TEXT SEGMENT:
* * * * * * * * *

Global Village

Braving the Isle of Man
by Naomi Pfefferman

The man of Tully More make Ned Devine the toast of the town.

It's a fact of filmmaking that actors often have to endure harsh weather for the sake of artistry. Waking Ned Devine director Kirk Jones knows this all too well, recalling the heart-stopping moment when a gust of wind nearly propelled his 70-year-old star, Ian Bannen, off the edge of a cliff.

The cast and crew were on location on Britain's Isle of Man, the perfect setting for Jones's charming comedy about two old codgers (Bannen and David Kelly) determined to sniff out a big lottery winner in their sleepy Irish village. On a dark and stormy night, Jackie O'Shea (Bannen) braves the elements to visit lottery regular Ned Devine — who, he discovers, has died of shock while clutching the winning ticket.

* * * * * * * * *

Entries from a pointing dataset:
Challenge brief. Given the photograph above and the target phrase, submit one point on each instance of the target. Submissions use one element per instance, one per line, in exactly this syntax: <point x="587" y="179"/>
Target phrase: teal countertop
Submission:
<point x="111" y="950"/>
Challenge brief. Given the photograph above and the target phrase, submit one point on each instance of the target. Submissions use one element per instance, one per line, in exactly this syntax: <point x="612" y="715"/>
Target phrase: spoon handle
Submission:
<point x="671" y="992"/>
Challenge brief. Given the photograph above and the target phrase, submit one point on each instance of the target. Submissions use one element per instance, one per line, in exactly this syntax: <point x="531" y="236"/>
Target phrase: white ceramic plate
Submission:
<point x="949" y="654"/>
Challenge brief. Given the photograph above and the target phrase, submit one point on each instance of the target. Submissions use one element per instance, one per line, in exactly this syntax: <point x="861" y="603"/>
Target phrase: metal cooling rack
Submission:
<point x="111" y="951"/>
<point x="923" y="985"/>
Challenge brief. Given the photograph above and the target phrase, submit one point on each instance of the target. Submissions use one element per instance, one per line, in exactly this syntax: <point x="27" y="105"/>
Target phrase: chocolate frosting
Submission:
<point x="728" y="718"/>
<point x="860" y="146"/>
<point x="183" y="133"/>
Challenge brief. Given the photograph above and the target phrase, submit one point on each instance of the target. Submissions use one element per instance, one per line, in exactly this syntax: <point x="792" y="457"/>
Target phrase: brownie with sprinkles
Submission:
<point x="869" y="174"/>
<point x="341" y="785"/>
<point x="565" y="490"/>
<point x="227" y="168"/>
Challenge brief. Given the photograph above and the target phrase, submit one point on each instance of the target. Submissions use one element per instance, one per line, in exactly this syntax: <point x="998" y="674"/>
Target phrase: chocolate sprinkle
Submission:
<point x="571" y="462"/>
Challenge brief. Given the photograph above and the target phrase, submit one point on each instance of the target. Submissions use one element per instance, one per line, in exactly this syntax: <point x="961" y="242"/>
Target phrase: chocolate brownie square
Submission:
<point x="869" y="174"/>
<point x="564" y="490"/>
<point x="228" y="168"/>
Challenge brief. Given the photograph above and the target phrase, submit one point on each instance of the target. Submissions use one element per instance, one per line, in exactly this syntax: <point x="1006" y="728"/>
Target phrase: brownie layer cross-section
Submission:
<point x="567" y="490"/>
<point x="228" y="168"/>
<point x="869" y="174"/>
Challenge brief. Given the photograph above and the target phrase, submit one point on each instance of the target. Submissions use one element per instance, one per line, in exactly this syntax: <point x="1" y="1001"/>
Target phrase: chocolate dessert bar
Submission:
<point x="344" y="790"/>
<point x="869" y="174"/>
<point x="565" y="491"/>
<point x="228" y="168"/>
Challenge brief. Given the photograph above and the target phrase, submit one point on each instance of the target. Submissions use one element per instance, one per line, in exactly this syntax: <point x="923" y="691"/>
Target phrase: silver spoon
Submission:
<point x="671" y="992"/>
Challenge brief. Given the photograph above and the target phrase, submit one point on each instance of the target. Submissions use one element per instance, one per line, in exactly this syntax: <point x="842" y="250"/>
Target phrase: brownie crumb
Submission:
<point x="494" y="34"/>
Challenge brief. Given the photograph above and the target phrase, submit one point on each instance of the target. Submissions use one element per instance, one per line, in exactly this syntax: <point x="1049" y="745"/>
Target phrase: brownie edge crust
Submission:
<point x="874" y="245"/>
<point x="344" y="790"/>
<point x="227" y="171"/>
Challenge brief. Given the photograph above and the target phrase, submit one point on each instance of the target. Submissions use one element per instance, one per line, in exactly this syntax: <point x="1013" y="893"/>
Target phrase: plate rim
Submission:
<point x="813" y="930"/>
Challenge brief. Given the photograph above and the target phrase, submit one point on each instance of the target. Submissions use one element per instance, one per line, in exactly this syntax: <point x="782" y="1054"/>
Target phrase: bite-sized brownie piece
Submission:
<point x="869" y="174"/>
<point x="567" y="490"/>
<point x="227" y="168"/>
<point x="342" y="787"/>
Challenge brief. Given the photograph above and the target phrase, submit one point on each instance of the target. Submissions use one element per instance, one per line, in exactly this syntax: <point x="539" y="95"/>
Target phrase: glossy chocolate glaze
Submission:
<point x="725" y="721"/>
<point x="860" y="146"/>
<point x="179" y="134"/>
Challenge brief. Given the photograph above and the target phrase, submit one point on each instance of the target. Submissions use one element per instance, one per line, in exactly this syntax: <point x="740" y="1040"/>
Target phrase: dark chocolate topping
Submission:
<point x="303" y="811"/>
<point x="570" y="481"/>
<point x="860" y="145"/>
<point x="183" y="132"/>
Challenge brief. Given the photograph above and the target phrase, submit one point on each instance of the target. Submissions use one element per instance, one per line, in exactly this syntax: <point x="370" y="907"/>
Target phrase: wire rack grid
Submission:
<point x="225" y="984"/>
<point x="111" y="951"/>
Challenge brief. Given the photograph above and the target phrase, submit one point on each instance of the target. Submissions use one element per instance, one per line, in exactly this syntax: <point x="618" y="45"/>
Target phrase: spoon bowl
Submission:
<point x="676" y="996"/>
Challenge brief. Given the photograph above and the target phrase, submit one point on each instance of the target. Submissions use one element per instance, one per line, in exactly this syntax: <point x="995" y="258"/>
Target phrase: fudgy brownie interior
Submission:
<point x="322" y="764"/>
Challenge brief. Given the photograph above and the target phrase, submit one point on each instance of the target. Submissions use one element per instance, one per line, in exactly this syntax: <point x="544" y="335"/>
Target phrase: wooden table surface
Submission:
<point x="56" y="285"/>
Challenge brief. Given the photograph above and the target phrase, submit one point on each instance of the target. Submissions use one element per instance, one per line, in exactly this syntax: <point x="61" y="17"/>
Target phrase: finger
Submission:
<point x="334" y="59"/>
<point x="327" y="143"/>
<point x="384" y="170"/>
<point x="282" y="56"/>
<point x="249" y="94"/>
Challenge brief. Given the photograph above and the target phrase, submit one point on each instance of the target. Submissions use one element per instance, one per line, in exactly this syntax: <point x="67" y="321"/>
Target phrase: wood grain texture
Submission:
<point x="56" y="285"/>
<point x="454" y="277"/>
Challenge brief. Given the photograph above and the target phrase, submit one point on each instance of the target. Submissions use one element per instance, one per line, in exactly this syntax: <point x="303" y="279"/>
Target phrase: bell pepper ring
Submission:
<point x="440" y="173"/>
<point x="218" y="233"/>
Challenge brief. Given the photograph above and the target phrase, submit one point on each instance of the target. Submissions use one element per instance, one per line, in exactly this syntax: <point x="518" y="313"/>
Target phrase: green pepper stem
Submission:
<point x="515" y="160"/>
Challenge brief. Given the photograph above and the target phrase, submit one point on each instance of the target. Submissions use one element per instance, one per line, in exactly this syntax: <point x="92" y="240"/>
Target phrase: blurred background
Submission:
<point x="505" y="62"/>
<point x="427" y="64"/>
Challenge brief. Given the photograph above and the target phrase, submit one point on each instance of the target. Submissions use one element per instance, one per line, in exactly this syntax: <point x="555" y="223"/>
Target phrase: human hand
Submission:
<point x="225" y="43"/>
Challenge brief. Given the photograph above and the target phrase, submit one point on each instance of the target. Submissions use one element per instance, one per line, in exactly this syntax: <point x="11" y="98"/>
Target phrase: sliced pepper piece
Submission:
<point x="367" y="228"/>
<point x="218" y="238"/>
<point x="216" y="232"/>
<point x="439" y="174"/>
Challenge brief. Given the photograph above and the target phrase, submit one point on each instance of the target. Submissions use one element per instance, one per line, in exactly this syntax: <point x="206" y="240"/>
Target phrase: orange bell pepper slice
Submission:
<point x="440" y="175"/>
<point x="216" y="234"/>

* * * * * * * * *

WORK TO COMPLETE: According to the article about filming Waking Ned Devine, where were the cast and crew on location?

RESULT OF THIS EXERCISE: Britain's Isle of Man.